__WHAT THE TASK REQUIRES__
Rewrite the material from its start through the line containing "[[0, 0, 236, 183]]", putting "black backdrop" in place of "dark background" and changing nothing else.

Dataset items
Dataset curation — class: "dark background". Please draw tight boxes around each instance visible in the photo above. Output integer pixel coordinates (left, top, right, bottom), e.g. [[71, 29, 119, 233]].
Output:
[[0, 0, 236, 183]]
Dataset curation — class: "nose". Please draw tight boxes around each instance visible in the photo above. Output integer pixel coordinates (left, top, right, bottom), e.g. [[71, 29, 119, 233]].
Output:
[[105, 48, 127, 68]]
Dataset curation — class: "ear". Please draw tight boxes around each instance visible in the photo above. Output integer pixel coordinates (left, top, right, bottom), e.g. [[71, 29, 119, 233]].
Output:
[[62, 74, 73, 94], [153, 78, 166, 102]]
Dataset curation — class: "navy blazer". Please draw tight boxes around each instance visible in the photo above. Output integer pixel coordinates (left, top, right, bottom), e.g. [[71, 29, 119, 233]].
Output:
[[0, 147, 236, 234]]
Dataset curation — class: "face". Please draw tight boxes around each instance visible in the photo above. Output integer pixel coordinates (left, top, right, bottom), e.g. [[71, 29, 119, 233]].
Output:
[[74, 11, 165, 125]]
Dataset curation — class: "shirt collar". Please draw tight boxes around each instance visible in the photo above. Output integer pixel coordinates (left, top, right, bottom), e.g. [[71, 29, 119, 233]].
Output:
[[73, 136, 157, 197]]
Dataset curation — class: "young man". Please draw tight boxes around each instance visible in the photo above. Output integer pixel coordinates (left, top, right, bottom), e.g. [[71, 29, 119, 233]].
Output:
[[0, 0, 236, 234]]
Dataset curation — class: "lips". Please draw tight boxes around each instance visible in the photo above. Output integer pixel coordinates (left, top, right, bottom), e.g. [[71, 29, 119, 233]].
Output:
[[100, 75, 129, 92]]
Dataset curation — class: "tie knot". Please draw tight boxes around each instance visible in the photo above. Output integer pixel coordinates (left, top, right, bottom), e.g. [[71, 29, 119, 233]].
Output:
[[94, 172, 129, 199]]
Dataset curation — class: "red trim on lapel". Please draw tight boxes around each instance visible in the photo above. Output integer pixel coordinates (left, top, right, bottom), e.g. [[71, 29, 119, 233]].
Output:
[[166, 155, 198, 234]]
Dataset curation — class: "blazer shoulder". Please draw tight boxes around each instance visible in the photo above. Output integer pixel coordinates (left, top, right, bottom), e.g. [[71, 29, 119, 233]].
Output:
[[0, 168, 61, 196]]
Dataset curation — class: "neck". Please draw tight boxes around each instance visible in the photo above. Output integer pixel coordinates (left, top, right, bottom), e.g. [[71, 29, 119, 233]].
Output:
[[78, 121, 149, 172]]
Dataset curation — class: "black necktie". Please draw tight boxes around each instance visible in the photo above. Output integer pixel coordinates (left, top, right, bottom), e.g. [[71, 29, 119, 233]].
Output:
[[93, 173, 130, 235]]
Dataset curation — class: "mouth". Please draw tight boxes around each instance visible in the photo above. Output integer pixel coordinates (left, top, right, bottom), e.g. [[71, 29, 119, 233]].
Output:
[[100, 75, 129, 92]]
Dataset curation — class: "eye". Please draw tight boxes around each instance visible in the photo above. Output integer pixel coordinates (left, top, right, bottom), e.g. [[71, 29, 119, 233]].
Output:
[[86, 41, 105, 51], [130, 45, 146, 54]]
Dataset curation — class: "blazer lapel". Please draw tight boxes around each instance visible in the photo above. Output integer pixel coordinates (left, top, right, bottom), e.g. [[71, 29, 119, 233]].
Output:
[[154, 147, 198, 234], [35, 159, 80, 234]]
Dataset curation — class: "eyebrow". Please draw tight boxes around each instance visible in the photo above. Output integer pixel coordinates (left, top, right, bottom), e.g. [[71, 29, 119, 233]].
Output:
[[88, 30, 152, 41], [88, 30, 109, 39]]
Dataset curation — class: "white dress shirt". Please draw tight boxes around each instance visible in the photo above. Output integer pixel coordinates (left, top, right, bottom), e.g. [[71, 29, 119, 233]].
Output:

__EXERCISE RESULT__
Dataset curation — class: "black backdrop". Please draw tight boxes around each instance visible in the photo above. Output integer pixel coordinates (left, top, right, bottom), e.g. [[71, 29, 119, 233]].
Output:
[[0, 0, 236, 183]]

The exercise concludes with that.